Point localization data:
== Segment start ==
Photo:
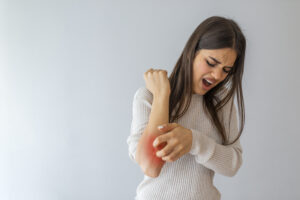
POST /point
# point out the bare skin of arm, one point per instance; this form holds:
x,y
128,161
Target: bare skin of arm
x,y
146,154
158,84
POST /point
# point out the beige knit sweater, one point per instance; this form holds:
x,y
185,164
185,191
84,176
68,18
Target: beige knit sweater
x,y
191,176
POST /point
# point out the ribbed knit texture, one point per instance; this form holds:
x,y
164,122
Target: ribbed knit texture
x,y
191,176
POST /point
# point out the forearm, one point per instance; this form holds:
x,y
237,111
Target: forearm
x,y
145,154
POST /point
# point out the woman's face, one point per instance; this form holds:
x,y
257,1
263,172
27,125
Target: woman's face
x,y
222,61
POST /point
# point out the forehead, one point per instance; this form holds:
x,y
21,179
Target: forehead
x,y
226,56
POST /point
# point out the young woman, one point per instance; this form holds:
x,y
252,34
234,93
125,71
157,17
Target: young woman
x,y
195,105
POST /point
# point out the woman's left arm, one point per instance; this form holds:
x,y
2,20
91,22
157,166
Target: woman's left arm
x,y
225,160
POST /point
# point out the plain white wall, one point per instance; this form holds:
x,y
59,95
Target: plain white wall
x,y
68,72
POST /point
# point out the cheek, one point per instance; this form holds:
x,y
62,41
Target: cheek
x,y
200,71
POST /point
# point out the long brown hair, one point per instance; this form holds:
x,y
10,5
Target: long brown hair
x,y
213,33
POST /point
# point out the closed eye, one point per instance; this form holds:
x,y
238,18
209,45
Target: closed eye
x,y
212,65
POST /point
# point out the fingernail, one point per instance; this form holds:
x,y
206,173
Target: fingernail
x,y
161,126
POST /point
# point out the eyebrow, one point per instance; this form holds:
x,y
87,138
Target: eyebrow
x,y
218,61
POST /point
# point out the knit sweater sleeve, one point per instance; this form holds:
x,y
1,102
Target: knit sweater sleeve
x,y
225,160
141,108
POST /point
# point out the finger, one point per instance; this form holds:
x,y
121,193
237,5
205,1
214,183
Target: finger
x,y
167,126
160,139
173,156
168,149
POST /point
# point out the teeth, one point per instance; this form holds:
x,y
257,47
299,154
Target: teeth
x,y
208,81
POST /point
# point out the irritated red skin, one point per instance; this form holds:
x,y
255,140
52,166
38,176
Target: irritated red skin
x,y
151,151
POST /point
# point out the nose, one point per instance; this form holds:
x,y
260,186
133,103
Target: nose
x,y
217,73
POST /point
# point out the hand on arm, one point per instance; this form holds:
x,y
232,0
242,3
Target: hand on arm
x,y
158,84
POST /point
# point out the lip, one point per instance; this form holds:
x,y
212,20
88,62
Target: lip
x,y
206,87
211,80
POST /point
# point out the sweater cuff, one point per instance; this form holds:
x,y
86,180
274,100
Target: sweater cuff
x,y
203,147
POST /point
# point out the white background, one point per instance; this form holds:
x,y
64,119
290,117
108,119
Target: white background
x,y
68,73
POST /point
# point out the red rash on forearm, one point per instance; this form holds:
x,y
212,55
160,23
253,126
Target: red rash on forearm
x,y
151,151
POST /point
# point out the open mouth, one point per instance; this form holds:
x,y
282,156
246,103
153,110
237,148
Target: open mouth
x,y
206,83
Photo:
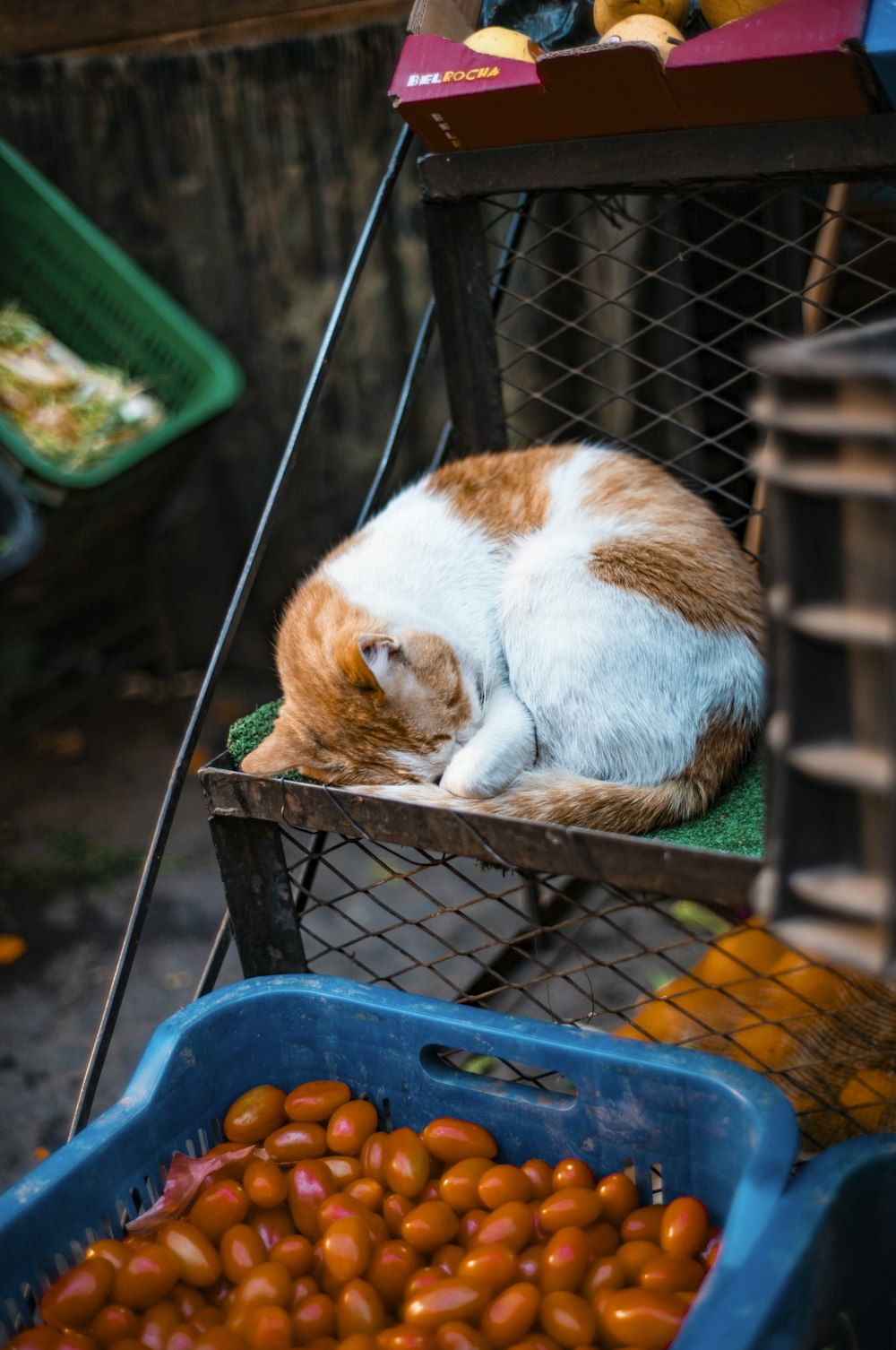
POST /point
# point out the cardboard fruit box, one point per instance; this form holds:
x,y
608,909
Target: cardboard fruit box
x,y
797,60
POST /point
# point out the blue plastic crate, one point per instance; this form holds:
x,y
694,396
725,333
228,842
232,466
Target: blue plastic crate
x,y
714,1129
880,43
822,1273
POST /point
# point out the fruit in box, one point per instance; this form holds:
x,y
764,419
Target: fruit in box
x,y
645,27
495,40
608,13
725,11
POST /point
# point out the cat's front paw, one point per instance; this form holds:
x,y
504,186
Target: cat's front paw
x,y
464,779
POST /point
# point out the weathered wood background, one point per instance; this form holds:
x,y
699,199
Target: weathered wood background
x,y
239,177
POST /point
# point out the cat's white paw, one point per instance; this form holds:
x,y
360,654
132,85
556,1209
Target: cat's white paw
x,y
426,794
464,779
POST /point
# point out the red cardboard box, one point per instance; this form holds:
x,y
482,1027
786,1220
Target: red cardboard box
x,y
797,60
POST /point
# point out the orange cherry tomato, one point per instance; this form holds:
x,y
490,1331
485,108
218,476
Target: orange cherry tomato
x,y
316,1101
568,1318
197,1259
219,1338
530,1262
186,1301
642,1318
71,1339
407,1163
618,1197
470,1225
76,1298
573,1172
314,1317
349,1126
219,1207
367,1192
309,1184
114,1322
267,1283
295,1141
423,1278
633,1256
502,1183
359,1309
293,1251
303,1285
451,1139
445,1301
511,1224
264,1186
343,1168
685,1226
396,1208
347,1246
541,1176
341,1206
511,1314
447,1257
606,1273
205,1318
271,1225
459,1184
429,1226
642,1225
269,1328
358,1341
671,1275
159,1322
573,1205
404,1337
373,1155
149,1275
390,1268
240,1250
565,1259
111,1250
254,1114
493,1267
459,1336
183,1337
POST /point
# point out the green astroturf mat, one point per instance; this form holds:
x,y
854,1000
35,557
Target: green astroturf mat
x,y
733,825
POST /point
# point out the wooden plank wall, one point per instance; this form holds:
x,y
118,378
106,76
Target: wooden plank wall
x,y
239,178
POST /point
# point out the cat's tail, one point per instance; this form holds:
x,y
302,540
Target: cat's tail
x,y
626,808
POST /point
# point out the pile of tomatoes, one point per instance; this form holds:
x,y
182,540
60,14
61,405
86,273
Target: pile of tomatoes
x,y
314,1227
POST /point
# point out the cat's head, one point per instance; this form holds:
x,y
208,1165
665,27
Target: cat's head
x,y
365,706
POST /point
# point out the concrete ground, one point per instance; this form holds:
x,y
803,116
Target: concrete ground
x,y
79,803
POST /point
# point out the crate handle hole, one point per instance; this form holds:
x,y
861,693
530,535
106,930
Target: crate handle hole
x,y
482,1072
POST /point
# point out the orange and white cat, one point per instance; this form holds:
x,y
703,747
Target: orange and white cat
x,y
562,634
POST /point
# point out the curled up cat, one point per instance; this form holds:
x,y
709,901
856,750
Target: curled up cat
x,y
563,634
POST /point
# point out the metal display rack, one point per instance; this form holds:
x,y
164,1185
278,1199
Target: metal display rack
x,y
616,290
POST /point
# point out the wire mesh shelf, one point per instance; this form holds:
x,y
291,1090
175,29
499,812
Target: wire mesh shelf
x,y
640,315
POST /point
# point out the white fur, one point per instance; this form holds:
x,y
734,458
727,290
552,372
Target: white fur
x,y
603,680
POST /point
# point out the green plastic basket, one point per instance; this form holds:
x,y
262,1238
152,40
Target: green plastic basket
x,y
95,300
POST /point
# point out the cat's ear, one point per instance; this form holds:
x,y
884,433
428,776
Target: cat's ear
x,y
275,754
367,658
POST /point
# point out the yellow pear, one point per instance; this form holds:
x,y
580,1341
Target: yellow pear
x,y
502,42
644,27
608,13
723,11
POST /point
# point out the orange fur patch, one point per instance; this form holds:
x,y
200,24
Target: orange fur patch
x,y
683,558
505,493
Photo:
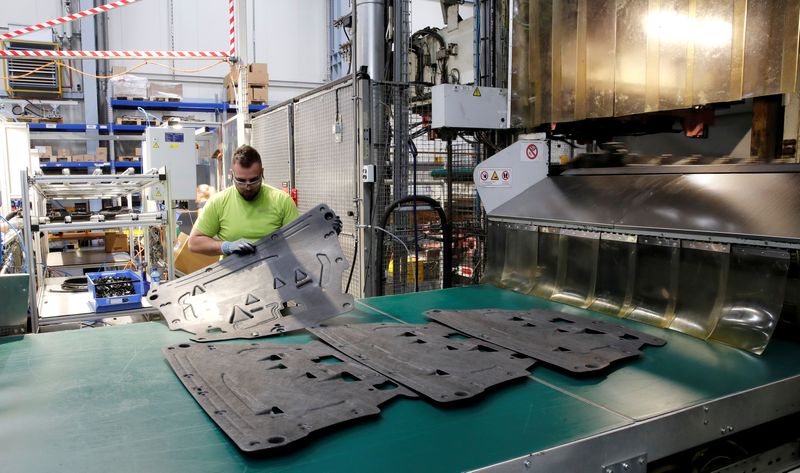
== Segment end ==
Task goal: Every entry above, pictures excluded, needs to be duplicated exactly.

Answer below:
Photo:
POST /point
# point out the bare skin of arm, one point per instance; this form holds:
x,y
128,161
Target: bare skin of arm
x,y
146,154
158,84
POST /point
# point out the beige knit sweater, one point per instance; this form holds:
x,y
185,164
185,191
84,176
68,18
Target: beige knit sweater
x,y
191,176
POST /point
# point out the ribbed knit texture, one point per instance; this form holds:
x,y
164,122
Target: ribbed knit texture
x,y
191,176
POST /point
# point out the forearm, one point per instance; this form holds:
x,y
237,111
Target: forearm
x,y
145,154
POST /point
# point out the woman's face, one point per instance; this form holds:
x,y
257,1
263,172
27,125
Target: woman's face
x,y
222,61
POST /point
# point out the forehead, one point per instance; this form holds:
x,y
21,179
Target: forehead
x,y
226,56
POST /point
# point out the young woman, one point per instance; this form holds:
x,y
252,34
234,93
125,71
157,17
Target: young woman
x,y
195,105
POST /point
# point out the woman's left arm, one point per instance; this form holds:
x,y
2,20
91,22
157,166
Target: woman's left arm
x,y
225,160
POST /point
# point out the plain white wall, one point per instance; this form holds:
x,y
59,95
Target: plain white wall
x,y
68,72
POST /point
# point out the cheek, one point per instance; this form holds:
x,y
62,41
Target: cheek
x,y
200,71
POST /point
# point out the long brown hair, one point per instance; this form holds:
x,y
10,5
Target: long brown hair
x,y
213,33
POST /point
# point out the closed eye, one point per instance; this form holds:
x,y
238,18
209,45
Target: closed eye
x,y
212,65
POST /point
# point out the fingernail, one point per instance; this form holds:
x,y
206,173
Target: fingernail
x,y
161,126
POST /point
# point out the eyebrow, one point per instance; this form holds:
x,y
87,138
Target: eyebrow
x,y
218,61
POST /point
# point out the knit sweater sleeve, one point per instance; this form holds:
x,y
1,102
Target: knit sweater sleeve
x,y
225,160
141,108
POST /point
# point out the finger, one point per instance; this form holds:
x,y
121,193
237,5
205,1
214,183
Target: finger
x,y
167,126
160,139
173,156
168,149
POST /point
# point out the teeth, one point per instance; this form holds:
x,y
257,47
299,154
Target: teeth
x,y
208,81
POST /point
# point out the irritated red skin, one point per instance; this form holds:
x,y
255,140
52,166
38,176
Target: irritated red skin
x,y
151,151
POST /point
# point out the nose, one point per instance; this form holds:
x,y
260,186
133,103
Target: nose
x,y
217,73
POST /point
# point out the hand on arm, one point per instance; this form holds:
x,y
232,0
242,3
Target: hand on arm
x,y
158,84
POST /point
# point out the lip, one point per instance; this form holds:
x,y
212,20
88,62
Target: lip
x,y
206,87
211,80
POST /point
# point out the sweater cuff, one point per instance; this form holds:
x,y
86,180
274,100
Target: sweater cuff
x,y
203,147
POST /point
# point out the white background, one point per instance; this form holds:
x,y
64,119
290,117
108,119
Target: white background
x,y
68,73
POST /point
# point out the red rash on forearm, one point per instance; this form holds:
x,y
212,55
160,23
253,126
Target: red rash on forearm
x,y
151,151
POST /point
# point out the open mouth, one point per instance; this form holds:
x,y
282,156
246,103
153,110
237,148
Target: open mouth
x,y
206,83
Photo:
POST /point
# point out the cardboard fruit box, one point per instance; this form holds:
x,y
608,909
Target: cardboard fruit box
x,y
797,60
POST /point
# point out the blue plastic crate, one point per instance; this form holds:
x,y
694,396
725,333
228,842
232,466
Target: blue plastic crate
x,y
714,1129
880,43
822,1273
POST /point
# point out the fruit in box, one point per instance; this form holds:
x,y
764,419
Target: fruit in box
x,y
645,27
495,40
608,13
725,11
POST /point
# point out the cat's front paw, one point per instance; this form holds:
x,y
504,186
Target: cat's front paw
x,y
464,779
POST /point
# point out the weathered wood background, one point per instance; this form holds:
x,y
699,199
Target: weathered wood background
x,y
239,177
POST /point
# point out the cat's white paw, one point per instance; this form holds:
x,y
360,654
132,85
556,1209
Target: cat's white paw
x,y
426,794
464,779
POST /point
# point out the red cardboard box, one point per instance; this form holds:
x,y
482,1027
786,1220
Target: red cardboard box
x,y
797,60
POST /point
# point out the orange cherry tomato, one point per instance; this form holds:
x,y
490,1331
485,108
218,476
Target: orange cherry tomato
x,y
316,1101
568,1318
197,1259
219,1338
530,1262
186,1301
642,1318
71,1339
407,1163
618,1197
470,1225
76,1298
573,1172
314,1317
349,1126
219,1207
367,1192
309,1184
114,1322
267,1283
295,1141
423,1278
633,1256
502,1183
359,1309
293,1251
303,1285
451,1139
445,1301
511,1224
264,1186
343,1168
685,1226
396,1208
347,1246
541,1176
341,1206
511,1314
447,1257
606,1273
205,1318
271,1225
459,1184
429,1226
642,1225
269,1328
358,1341
671,1275
159,1322
573,1205
404,1337
373,1155
149,1275
390,1268
240,1250
565,1259
111,1250
254,1114
493,1267
459,1336
183,1337
POST /point
# point out the green astroturf mat, one point per instance; this form holds:
x,y
854,1000
35,557
Target: green astroturf mat
x,y
733,825
POST /point
# point out the wooden plank wall, one point per instance; this form holds:
x,y
118,378
106,76
Target: wooden plank wall
x,y
239,178
POST /point
# point out the cat's tail, one point per instance; this form holds:
x,y
302,540
Target: cat's tail
x,y
626,808
POST /point
# point out the pile of tomatoes, one point per instance; this form holds:
x,y
182,540
60,14
61,405
86,273
Target: pile of tomatoes
x,y
314,1227
POST /point
# point out the cat's head, one point per instance; this form holds:
x,y
208,1165
665,27
Target: cat's head
x,y
365,706
POST /point
# point out the concrete ground, one point per instance; this form holds:
x,y
803,116
Target: concrete ground
x,y
79,803
POST /point
# point out the crate handle hole, one point per instance; this form holds:
x,y
861,693
530,535
106,930
Target: crate handle hole
x,y
482,1072
POST /point
# point out the orange and white cat, one point per instance; this form holds:
x,y
703,747
Target: orange and white cat
x,y
562,634
POST /point
# point out the curled up cat, one point per instance; this form holds:
x,y
709,901
856,750
Target: curled up cat
x,y
563,634
POST /point
# point out the metal display rack, one point per instance; this form holds:
x,y
164,1185
278,1199
Target: metal display rack
x,y
616,290
POST /point
# point out the wire mesh shelf, one point per instance; this form holds:
x,y
291,1090
175,29
499,812
Target: wire mesh shelf
x,y
640,315
POST /point
# point out the white fur, one point per instance; this form holds:
x,y
734,458
727,290
552,372
Target: white fur
x,y
603,680
POST /point
# point out the green plastic basket, one point per instance; this form holds:
x,y
262,1238
152,40
Target: green plastic basket
x,y
95,300
POST /point
# point out the cat's ear, one point per instance; this form holds:
x,y
884,433
428,776
Target: cat's ear
x,y
275,754
367,658
POST /point
# point out the yellow pear, one point per instance; this form holds:
x,y
580,1341
Target: yellow pear
x,y
502,42
644,27
608,13
723,11
POST /point
# point out the orange fur patch, one point per instance; this form holds:
x,y
200,24
Target: orange fur patch
x,y
683,558
505,493
Photo:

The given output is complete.